• [Supplied data]
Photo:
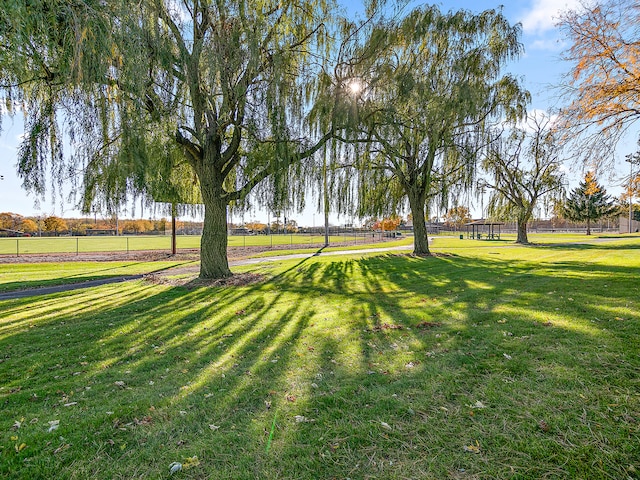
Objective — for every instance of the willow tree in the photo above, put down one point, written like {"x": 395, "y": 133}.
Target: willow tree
{"x": 425, "y": 104}
{"x": 118, "y": 85}
{"x": 524, "y": 168}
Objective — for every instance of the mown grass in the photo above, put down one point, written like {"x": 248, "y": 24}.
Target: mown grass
{"x": 511, "y": 362}
{"x": 131, "y": 243}
{"x": 20, "y": 276}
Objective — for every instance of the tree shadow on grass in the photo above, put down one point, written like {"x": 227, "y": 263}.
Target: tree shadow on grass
{"x": 208, "y": 371}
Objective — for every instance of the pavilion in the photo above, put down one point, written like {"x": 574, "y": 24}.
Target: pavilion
{"x": 479, "y": 229}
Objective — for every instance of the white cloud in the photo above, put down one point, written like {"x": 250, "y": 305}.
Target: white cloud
{"x": 543, "y": 14}
{"x": 547, "y": 44}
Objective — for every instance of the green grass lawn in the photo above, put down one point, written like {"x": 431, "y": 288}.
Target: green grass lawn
{"x": 481, "y": 363}
{"x": 41, "y": 245}
{"x": 20, "y": 276}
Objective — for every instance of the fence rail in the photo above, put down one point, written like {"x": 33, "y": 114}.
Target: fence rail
{"x": 18, "y": 246}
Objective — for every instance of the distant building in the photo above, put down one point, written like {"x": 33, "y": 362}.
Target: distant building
{"x": 624, "y": 225}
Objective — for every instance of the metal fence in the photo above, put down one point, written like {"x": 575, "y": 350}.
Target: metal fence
{"x": 17, "y": 246}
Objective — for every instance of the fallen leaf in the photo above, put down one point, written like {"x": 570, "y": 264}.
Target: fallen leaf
{"x": 429, "y": 324}
{"x": 303, "y": 419}
{"x": 61, "y": 448}
{"x": 472, "y": 448}
{"x": 384, "y": 326}
{"x": 190, "y": 462}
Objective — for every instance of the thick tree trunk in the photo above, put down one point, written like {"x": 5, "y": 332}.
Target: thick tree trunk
{"x": 213, "y": 246}
{"x": 522, "y": 232}
{"x": 420, "y": 240}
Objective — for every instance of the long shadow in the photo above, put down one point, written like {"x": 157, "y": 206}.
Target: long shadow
{"x": 70, "y": 282}
{"x": 175, "y": 348}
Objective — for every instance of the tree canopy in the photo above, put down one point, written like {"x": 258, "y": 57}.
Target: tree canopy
{"x": 134, "y": 89}
{"x": 602, "y": 86}
{"x": 589, "y": 202}
{"x": 523, "y": 168}
{"x": 424, "y": 104}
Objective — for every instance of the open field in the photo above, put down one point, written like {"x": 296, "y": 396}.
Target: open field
{"x": 43, "y": 245}
{"x": 487, "y": 361}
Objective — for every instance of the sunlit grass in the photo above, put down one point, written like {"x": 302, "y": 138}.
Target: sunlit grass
{"x": 528, "y": 354}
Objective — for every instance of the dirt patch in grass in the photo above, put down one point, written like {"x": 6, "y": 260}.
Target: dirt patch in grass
{"x": 183, "y": 278}
{"x": 233, "y": 253}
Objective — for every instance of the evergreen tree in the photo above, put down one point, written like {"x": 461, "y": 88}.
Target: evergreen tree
{"x": 589, "y": 202}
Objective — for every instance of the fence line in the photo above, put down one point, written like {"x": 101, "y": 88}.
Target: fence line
{"x": 18, "y": 246}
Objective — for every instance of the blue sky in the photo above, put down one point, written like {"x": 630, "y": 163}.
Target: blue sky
{"x": 540, "y": 68}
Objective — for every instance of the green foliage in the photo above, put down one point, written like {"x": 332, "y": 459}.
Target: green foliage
{"x": 158, "y": 98}
{"x": 426, "y": 102}
{"x": 523, "y": 168}
{"x": 589, "y": 202}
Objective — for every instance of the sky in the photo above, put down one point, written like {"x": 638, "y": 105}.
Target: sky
{"x": 541, "y": 70}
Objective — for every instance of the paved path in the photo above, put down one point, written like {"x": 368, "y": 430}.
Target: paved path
{"x": 249, "y": 261}
{"x": 32, "y": 292}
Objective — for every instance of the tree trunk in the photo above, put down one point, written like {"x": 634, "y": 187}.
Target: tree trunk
{"x": 213, "y": 246}
{"x": 522, "y": 232}
{"x": 420, "y": 240}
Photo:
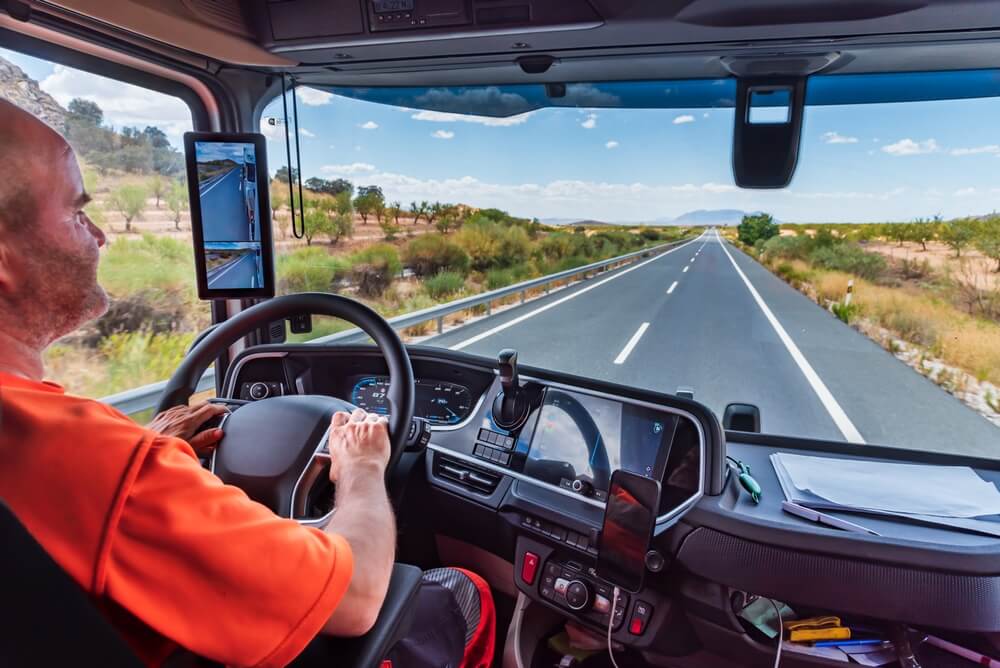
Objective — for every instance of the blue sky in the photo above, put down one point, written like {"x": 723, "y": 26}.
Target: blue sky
{"x": 857, "y": 163}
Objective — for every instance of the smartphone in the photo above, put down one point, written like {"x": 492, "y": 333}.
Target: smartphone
{"x": 629, "y": 518}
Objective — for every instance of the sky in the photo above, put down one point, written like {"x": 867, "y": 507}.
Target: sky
{"x": 857, "y": 163}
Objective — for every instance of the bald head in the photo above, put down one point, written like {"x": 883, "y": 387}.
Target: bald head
{"x": 27, "y": 145}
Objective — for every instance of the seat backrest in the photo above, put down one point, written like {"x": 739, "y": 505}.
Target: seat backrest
{"x": 46, "y": 619}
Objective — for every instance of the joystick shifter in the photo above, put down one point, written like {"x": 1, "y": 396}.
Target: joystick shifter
{"x": 510, "y": 408}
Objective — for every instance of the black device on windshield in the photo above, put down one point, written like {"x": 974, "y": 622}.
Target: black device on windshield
{"x": 629, "y": 518}
{"x": 230, "y": 214}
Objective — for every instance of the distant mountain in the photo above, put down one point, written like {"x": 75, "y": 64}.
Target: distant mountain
{"x": 20, "y": 89}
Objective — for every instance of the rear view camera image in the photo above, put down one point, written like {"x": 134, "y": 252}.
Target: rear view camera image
{"x": 230, "y": 214}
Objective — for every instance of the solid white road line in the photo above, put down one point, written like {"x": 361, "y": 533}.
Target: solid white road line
{"x": 847, "y": 428}
{"x": 623, "y": 355}
{"x": 542, "y": 309}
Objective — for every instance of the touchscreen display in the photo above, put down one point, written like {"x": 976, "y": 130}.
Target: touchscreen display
{"x": 233, "y": 238}
{"x": 587, "y": 437}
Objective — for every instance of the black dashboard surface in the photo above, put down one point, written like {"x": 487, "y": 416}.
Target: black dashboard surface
{"x": 913, "y": 573}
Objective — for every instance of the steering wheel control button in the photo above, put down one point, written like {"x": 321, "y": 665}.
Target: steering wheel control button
{"x": 529, "y": 568}
{"x": 577, "y": 595}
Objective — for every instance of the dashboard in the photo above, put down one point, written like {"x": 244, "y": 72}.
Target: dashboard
{"x": 534, "y": 496}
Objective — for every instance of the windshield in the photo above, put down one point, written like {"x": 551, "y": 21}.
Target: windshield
{"x": 861, "y": 303}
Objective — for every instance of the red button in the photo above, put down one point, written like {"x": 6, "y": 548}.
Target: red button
{"x": 528, "y": 567}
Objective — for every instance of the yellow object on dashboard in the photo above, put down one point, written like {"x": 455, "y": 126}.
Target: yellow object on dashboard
{"x": 813, "y": 635}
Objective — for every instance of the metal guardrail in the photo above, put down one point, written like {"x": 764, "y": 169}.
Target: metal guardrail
{"x": 144, "y": 398}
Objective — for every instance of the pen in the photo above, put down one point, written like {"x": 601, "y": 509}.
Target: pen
{"x": 823, "y": 518}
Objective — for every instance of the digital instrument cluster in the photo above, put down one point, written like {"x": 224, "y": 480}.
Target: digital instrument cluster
{"x": 439, "y": 402}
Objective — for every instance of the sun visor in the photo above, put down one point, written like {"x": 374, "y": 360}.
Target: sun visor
{"x": 767, "y": 127}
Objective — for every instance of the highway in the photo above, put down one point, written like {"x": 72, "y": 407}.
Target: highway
{"x": 223, "y": 208}
{"x": 706, "y": 316}
{"x": 238, "y": 273}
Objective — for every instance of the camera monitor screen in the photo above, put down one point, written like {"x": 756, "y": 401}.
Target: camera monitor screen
{"x": 230, "y": 215}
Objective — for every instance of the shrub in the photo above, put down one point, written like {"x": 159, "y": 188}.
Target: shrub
{"x": 309, "y": 270}
{"x": 432, "y": 253}
{"x": 788, "y": 248}
{"x": 374, "y": 269}
{"x": 444, "y": 284}
{"x": 849, "y": 258}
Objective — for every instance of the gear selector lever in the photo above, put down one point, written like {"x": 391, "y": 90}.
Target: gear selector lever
{"x": 510, "y": 408}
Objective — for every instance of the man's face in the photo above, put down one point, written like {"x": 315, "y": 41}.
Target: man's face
{"x": 55, "y": 253}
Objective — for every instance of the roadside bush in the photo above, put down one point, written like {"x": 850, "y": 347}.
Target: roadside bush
{"x": 849, "y": 258}
{"x": 444, "y": 284}
{"x": 309, "y": 270}
{"x": 788, "y": 248}
{"x": 430, "y": 254}
{"x": 375, "y": 268}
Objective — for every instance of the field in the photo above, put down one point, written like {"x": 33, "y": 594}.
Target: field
{"x": 395, "y": 260}
{"x": 933, "y": 309}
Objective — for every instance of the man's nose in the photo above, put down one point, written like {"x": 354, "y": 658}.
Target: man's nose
{"x": 97, "y": 232}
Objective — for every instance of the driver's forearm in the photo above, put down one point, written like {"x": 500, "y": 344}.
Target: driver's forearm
{"x": 364, "y": 518}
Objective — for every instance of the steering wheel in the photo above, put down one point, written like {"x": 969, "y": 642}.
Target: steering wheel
{"x": 268, "y": 444}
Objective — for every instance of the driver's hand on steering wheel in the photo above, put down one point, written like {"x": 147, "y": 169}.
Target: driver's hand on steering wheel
{"x": 358, "y": 440}
{"x": 183, "y": 422}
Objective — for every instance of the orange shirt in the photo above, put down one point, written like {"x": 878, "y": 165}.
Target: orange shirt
{"x": 171, "y": 554}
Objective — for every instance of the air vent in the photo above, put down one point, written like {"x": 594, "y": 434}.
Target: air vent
{"x": 470, "y": 477}
{"x": 224, "y": 14}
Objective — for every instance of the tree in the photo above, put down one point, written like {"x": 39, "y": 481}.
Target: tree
{"x": 158, "y": 187}
{"x": 129, "y": 200}
{"x": 921, "y": 231}
{"x": 958, "y": 234}
{"x": 757, "y": 226}
{"x": 282, "y": 175}
{"x": 85, "y": 112}
{"x": 369, "y": 202}
{"x": 177, "y": 202}
{"x": 988, "y": 238}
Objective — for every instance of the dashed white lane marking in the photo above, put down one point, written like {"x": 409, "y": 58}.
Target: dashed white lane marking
{"x": 623, "y": 355}
{"x": 826, "y": 397}
{"x": 541, "y": 309}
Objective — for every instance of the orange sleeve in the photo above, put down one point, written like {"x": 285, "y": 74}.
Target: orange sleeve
{"x": 219, "y": 574}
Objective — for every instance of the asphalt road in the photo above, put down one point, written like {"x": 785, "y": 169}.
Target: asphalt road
{"x": 707, "y": 316}
{"x": 223, "y": 211}
{"x": 238, "y": 273}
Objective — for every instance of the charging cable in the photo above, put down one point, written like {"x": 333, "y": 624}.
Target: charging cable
{"x": 611, "y": 623}
{"x": 781, "y": 633}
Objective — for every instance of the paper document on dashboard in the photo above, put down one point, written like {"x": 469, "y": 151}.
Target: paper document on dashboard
{"x": 887, "y": 487}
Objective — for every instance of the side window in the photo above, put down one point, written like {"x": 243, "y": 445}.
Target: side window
{"x": 128, "y": 142}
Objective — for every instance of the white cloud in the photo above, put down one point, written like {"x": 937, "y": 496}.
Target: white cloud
{"x": 447, "y": 117}
{"x": 312, "y": 97}
{"x": 837, "y": 138}
{"x": 976, "y": 150}
{"x": 348, "y": 170}
{"x": 909, "y": 147}
{"x": 123, "y": 104}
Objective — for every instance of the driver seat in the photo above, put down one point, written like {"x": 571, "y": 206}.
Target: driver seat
{"x": 46, "y": 619}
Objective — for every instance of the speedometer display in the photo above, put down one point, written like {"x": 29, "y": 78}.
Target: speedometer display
{"x": 438, "y": 402}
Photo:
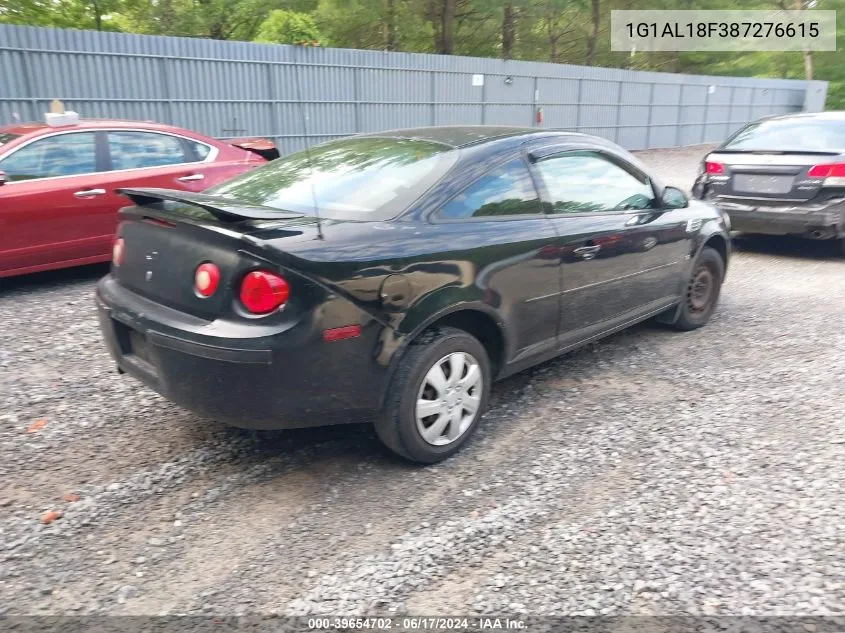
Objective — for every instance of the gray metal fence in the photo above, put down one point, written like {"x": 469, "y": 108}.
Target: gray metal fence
{"x": 307, "y": 95}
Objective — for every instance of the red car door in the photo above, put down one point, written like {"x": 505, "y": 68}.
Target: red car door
{"x": 52, "y": 202}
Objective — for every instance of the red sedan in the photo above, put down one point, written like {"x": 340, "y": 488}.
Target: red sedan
{"x": 58, "y": 205}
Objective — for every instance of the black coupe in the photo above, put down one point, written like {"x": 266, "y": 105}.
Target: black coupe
{"x": 394, "y": 276}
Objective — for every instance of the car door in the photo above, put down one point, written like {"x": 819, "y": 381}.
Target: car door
{"x": 145, "y": 158}
{"x": 51, "y": 202}
{"x": 621, "y": 253}
{"x": 513, "y": 251}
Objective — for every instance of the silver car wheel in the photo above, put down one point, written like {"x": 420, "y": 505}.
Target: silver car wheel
{"x": 449, "y": 398}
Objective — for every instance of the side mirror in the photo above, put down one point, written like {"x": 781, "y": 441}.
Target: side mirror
{"x": 673, "y": 198}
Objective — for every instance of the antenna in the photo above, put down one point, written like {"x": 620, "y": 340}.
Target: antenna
{"x": 308, "y": 151}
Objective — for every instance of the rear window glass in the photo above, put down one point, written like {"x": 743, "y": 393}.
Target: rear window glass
{"x": 351, "y": 179}
{"x": 5, "y": 137}
{"x": 784, "y": 135}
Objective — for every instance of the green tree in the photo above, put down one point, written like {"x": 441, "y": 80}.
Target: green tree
{"x": 77, "y": 14}
{"x": 288, "y": 27}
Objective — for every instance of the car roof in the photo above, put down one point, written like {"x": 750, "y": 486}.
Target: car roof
{"x": 39, "y": 128}
{"x": 457, "y": 136}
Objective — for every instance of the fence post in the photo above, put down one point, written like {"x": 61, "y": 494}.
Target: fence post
{"x": 165, "y": 85}
{"x": 356, "y": 96}
{"x": 578, "y": 104}
{"x": 618, "y": 130}
{"x": 432, "y": 96}
{"x": 678, "y": 122}
{"x": 650, "y": 117}
{"x": 27, "y": 86}
{"x": 484, "y": 101}
{"x": 273, "y": 97}
{"x": 730, "y": 113}
{"x": 706, "y": 117}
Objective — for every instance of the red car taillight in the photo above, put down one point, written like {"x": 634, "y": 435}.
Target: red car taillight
{"x": 206, "y": 279}
{"x": 833, "y": 174}
{"x": 263, "y": 291}
{"x": 117, "y": 252}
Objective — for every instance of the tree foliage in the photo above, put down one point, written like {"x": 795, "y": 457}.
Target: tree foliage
{"x": 288, "y": 27}
{"x": 563, "y": 31}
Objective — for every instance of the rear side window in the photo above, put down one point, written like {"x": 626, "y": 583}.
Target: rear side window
{"x": 60, "y": 155}
{"x": 137, "y": 150}
{"x": 365, "y": 178}
{"x": 200, "y": 150}
{"x": 507, "y": 190}
{"x": 790, "y": 135}
{"x": 5, "y": 137}
{"x": 587, "y": 182}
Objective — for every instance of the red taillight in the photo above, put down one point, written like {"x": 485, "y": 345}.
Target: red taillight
{"x": 206, "y": 279}
{"x": 117, "y": 252}
{"x": 263, "y": 291}
{"x": 830, "y": 170}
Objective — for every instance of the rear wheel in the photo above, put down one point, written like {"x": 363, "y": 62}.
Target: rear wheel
{"x": 437, "y": 396}
{"x": 702, "y": 291}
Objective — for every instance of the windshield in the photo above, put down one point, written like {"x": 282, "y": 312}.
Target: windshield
{"x": 790, "y": 135}
{"x": 367, "y": 178}
{"x": 5, "y": 137}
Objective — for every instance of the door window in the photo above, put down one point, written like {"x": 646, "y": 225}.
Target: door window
{"x": 585, "y": 182}
{"x": 507, "y": 190}
{"x": 60, "y": 155}
{"x": 137, "y": 150}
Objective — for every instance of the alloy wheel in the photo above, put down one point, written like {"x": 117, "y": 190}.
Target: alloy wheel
{"x": 449, "y": 398}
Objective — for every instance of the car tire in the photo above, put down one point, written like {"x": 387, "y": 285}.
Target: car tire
{"x": 403, "y": 426}
{"x": 701, "y": 293}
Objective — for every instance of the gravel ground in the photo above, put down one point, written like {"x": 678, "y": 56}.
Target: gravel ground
{"x": 652, "y": 473}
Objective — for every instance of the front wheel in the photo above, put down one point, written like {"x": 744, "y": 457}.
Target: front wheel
{"x": 701, "y": 293}
{"x": 437, "y": 397}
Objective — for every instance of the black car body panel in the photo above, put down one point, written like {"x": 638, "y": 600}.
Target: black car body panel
{"x": 776, "y": 191}
{"x": 519, "y": 282}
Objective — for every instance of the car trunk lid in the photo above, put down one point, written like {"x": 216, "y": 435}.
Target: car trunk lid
{"x": 169, "y": 234}
{"x": 770, "y": 177}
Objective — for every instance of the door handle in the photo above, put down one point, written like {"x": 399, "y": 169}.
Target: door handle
{"x": 191, "y": 178}
{"x": 90, "y": 193}
{"x": 587, "y": 252}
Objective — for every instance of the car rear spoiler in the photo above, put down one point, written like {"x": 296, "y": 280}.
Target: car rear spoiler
{"x": 261, "y": 146}
{"x": 221, "y": 208}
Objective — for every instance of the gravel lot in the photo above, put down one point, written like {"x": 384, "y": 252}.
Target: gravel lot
{"x": 652, "y": 473}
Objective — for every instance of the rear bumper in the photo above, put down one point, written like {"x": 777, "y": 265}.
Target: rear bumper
{"x": 815, "y": 222}
{"x": 285, "y": 379}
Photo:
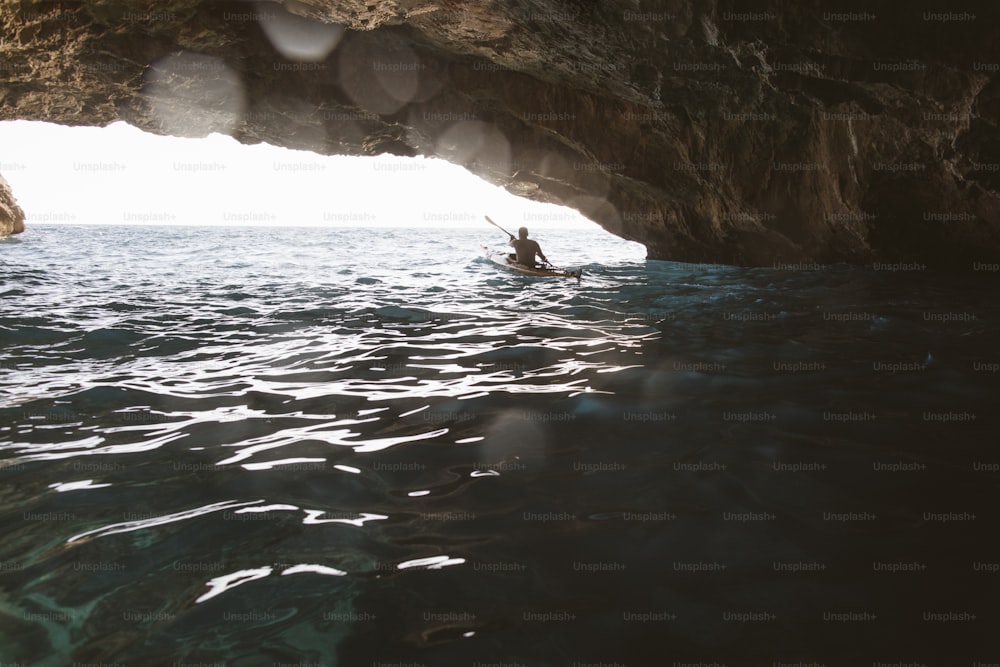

• [Task brief] Find every line above that contains the word "gravel" and copy each one out.

• [Complete response]
Objective — for every instance of the gravel ground in the photo above, put down one point, written like {"x": 678, "y": 56}.
Target: gravel ground
Objective — for every instance of the gravel lot in the photo above, put down one point, written like {"x": 384, "y": 252}.
Target: gravel lot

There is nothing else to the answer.